→ **Texto citado**:
* * * * * * *

Mientras el sistema de salud colapsa, clínicas cierran, escasean los medicamentos y pacientes mueren esperando atención, Gustavo Petro decidió hablarle al país. Lo hizo con su estilo característico: largo, sin cortes, sin estructura clara. Una mezcla de acusaciones, divagaciones, metáforas y furia. El drama de millones se enfrentó a un presidente que, en lugar de liderar con certezas, prefirió refugiarse en la palabra. Pero no cualquier palabra: la que no hila, la que no explica, la que incendia.
Dijo que “el dueño de Keralty es un criminal en Colombia y tiene que irse”, sin mencionar pruebas ni procesos judiciales. Anunció que “hay que intervenir totalmente el sistema de salud”, sin explicar cómo ni con qué herramientas. Afirmó que “el informe de la Contraloría está mal hecho… la deuda es mayor”, deslegitimando al órgano que debería vigilar el uso de los recursos públicos. Y mientras el país se ahoga en necesidades reales, el mandatario se ensimisma: “mi gabinete me ha traicionado”, dijo, como quien ya no encuentra aliados ni en su propio equipo.
Pero lo más desconcertante no fue la denuncia, sino la deriva. En medio de la crisis, comparó las razas humanas con “perros en celo” y lanzó una imagen difícil de olvidar: “pongan una perra cocker spaniel a la calle”. Una frase que pretendía desmontar el racismo, pero terminó reforzando estereotipos desde la confusión. Después habló de trasladar simbólicamente la Estatua de la Libertad a Cartagena, como gesto de soberanía nacional. Y más tarde criticó a los habitantes de Doradal porque “allá adoran a los hipopótamos, no a Bolívar”.
Finalmente, puso en duda la transparencia de las elecciones de 2026. Un presidente que desde el poder siembra sospechas sobre el voto no solo rompe las reglas del juego democrático: amenaza su propia legitimidad.
Este no fue un discurso. Fue una acumulación de frases sin costura. Un retrato del poder convertido en monólogo. Petro no habló con el país: habló para sí mismo. Mientras tanto, Colombia sigue esperando decisiones concretas. Soluciones reales. Una voz que no solo enuncie, sino que gobierne.
Porque gobernar no es lanzar frases al aire. Es asumir el peso de lo que se dice. Y más aún, de lo que se calla.

* * * * * * *

→ **Qué se pide**: Reescribe el pasaje del texto citado desde "Pero lo más" hasta "su propia legitimidad." y cambia "desconcertante" por "inquietante". Las filas son un material independiente del texto citado.

* * * * * * *

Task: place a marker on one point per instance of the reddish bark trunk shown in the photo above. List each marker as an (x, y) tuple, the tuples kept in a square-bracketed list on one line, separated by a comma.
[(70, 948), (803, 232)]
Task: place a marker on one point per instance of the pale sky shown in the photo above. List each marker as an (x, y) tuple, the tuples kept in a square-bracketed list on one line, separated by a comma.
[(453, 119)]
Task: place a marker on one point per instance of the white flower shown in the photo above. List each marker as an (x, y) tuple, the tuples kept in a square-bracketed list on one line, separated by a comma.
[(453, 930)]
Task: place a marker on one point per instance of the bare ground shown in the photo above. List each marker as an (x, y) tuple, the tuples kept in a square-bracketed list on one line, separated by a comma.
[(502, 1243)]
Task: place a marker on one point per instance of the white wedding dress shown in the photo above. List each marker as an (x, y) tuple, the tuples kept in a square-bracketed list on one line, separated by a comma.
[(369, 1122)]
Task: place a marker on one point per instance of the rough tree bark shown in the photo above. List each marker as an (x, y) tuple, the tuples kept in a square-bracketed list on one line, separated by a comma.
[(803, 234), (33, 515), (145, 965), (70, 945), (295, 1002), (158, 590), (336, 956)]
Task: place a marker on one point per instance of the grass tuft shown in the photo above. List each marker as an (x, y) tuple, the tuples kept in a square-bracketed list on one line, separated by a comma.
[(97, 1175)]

* * * * * * *

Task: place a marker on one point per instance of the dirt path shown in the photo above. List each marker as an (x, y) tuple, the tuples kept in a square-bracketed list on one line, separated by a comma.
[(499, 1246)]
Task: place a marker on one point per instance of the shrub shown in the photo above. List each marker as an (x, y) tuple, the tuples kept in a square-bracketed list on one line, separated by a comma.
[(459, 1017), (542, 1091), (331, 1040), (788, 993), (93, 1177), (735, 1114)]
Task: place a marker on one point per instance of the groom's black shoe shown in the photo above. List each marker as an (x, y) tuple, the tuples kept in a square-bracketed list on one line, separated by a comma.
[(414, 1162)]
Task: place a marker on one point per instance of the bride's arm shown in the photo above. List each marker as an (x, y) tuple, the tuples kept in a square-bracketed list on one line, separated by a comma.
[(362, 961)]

* * * * * * *

→ **Respuesta**:
Pero lo más inquietante no fue la denuncia, sino la deriva. En medio de la crisis, comparó las razas humanas con “perros en celo” y lanzó una imagen difícil de olvidar: “pongan una perra cocker spaniel a la calle”. Una frase que pretendía desmontar el racismo, pero terminó reforzando estereotipos desde la confusión. Después habló de trasladar simbólicamente la Estatua de la Libertad a Cartagena, como gesto de soberanía nacional. Y más tarde criticó a los habitantes de Doradal porque “allá adoran a los hipopótamos, no a Bolívar”.
Finalmente, puso en duda la transparencia de las elecciones de 2026. Un presidente que desde el poder siembra sospechas sobre el voto no solo rompe las reglas del juego democrático: amenaza su propia legitimidad.